Data entries:
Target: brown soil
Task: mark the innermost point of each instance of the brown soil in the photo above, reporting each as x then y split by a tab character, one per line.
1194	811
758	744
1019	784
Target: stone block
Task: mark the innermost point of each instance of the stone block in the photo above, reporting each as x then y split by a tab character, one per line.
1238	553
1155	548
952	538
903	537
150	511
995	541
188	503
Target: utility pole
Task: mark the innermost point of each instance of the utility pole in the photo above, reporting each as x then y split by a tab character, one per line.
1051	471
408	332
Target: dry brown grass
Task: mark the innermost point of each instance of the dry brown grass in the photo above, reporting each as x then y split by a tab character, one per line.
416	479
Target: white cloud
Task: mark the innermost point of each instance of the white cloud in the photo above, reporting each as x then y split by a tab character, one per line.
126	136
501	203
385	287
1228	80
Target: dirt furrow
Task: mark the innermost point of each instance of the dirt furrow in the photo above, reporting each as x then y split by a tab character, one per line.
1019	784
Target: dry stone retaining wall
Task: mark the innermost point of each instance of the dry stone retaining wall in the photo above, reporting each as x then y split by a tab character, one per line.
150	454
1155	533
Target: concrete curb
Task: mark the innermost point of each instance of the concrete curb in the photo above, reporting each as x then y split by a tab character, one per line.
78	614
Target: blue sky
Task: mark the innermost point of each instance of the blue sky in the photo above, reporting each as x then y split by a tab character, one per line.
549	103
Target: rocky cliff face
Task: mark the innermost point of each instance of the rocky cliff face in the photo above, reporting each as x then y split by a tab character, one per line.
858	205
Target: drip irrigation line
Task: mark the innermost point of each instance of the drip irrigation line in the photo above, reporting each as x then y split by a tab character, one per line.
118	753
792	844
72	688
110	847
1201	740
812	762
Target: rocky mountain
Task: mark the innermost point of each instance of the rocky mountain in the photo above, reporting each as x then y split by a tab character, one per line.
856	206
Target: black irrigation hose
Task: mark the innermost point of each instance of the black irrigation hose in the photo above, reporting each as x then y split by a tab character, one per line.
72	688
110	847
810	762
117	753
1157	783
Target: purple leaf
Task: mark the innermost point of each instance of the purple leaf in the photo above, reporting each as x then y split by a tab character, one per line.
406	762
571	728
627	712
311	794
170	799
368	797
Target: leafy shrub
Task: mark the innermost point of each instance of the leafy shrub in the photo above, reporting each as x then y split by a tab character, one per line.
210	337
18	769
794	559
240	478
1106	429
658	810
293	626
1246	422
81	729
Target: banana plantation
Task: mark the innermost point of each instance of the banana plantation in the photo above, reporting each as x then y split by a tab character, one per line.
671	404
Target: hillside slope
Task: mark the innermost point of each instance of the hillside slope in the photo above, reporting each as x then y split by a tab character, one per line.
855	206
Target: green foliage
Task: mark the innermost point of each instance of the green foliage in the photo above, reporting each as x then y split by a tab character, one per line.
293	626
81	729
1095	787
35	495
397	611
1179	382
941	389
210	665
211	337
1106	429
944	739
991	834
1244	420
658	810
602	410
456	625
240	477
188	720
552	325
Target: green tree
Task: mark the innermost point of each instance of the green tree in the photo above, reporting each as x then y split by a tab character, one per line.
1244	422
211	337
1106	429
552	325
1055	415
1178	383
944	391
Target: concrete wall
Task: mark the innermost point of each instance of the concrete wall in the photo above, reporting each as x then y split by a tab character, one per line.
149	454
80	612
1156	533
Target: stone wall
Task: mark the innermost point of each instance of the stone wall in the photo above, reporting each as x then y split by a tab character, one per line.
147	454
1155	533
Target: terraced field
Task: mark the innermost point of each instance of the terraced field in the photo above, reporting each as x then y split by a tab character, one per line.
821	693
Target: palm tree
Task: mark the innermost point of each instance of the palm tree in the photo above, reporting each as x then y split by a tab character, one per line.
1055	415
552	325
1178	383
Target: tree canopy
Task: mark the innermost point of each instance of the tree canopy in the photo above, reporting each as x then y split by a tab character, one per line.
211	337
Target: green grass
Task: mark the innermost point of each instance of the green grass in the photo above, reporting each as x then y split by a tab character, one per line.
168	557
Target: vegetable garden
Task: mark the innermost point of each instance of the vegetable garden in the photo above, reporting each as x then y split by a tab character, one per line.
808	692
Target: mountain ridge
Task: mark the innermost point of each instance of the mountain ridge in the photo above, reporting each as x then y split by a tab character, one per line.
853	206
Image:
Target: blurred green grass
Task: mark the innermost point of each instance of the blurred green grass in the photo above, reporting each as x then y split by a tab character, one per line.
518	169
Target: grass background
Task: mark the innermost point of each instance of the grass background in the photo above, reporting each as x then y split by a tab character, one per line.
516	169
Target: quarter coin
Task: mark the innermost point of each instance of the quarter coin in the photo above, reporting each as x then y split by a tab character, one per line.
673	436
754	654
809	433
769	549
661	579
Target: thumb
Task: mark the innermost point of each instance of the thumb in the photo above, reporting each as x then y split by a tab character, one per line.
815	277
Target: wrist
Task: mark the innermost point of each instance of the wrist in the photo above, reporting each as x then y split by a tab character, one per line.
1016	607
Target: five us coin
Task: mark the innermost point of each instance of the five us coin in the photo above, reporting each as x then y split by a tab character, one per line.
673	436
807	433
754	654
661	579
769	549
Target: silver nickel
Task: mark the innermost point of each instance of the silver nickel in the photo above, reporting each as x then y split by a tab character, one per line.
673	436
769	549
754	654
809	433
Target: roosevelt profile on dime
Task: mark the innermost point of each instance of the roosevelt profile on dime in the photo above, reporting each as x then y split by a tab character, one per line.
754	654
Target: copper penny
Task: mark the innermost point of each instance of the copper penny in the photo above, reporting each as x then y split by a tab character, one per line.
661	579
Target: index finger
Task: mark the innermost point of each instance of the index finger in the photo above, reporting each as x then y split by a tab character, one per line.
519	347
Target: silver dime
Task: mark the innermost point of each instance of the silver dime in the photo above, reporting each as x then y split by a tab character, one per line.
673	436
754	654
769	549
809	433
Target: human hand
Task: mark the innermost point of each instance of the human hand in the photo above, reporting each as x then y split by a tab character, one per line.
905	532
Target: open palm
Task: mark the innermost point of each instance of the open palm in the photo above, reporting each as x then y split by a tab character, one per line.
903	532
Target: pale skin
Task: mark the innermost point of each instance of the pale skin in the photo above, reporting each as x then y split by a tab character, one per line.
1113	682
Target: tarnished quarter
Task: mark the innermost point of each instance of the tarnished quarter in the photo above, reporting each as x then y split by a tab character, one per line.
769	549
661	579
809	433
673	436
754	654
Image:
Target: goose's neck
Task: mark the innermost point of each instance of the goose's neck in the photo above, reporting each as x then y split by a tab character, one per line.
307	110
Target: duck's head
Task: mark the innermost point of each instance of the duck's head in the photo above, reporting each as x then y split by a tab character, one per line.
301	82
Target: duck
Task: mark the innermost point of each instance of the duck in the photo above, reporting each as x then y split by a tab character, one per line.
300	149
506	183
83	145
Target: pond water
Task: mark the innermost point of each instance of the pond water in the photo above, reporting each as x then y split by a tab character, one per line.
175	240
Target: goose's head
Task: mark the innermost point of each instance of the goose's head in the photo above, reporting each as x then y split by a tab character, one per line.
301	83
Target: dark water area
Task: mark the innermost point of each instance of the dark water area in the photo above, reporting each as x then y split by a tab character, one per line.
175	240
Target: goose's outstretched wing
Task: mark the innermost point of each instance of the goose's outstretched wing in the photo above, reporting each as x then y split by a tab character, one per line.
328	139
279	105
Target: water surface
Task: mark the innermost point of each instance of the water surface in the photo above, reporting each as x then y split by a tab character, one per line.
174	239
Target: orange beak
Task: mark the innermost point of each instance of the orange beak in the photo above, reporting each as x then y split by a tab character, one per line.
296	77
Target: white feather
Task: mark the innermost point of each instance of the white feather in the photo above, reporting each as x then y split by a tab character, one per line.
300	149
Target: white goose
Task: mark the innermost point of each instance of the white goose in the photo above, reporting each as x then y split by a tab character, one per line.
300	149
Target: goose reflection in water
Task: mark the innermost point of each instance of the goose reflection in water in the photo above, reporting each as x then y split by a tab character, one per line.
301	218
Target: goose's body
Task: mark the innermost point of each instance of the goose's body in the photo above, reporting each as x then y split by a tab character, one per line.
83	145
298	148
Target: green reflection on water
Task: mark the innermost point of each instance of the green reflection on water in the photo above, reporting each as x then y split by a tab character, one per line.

Exercise details ::
Copy the lines above exactly, from the very first through the one containing "Target: white cloud", and include no other line.

Worked solution ::
Target: brown soil
Task: mark the innermost point of each instance of the brown soil in the photo above, reporting each as x then y split by a tab character, one per line.
1194	811
758	744
1019	784
Target: stone block
Task: mark the innermost point of each instance of the stone block in the photo above, reporting each as x then y split by a tab character, one per line.
1238	553
1155	548
952	538
903	537
150	511
995	541
188	503
Target: utility pole
Task: mark the innermost point of each instance of the utility pole in the photo above, reporting each as x then y split by a tab character, one per line.
1051	471
408	332
Target: dry brown grass
Task: mark the innermost point of each instance of the dry brown grass in the photo above, reporting each as x then y split by a tab character, one per line.
416	479
Target: white cloud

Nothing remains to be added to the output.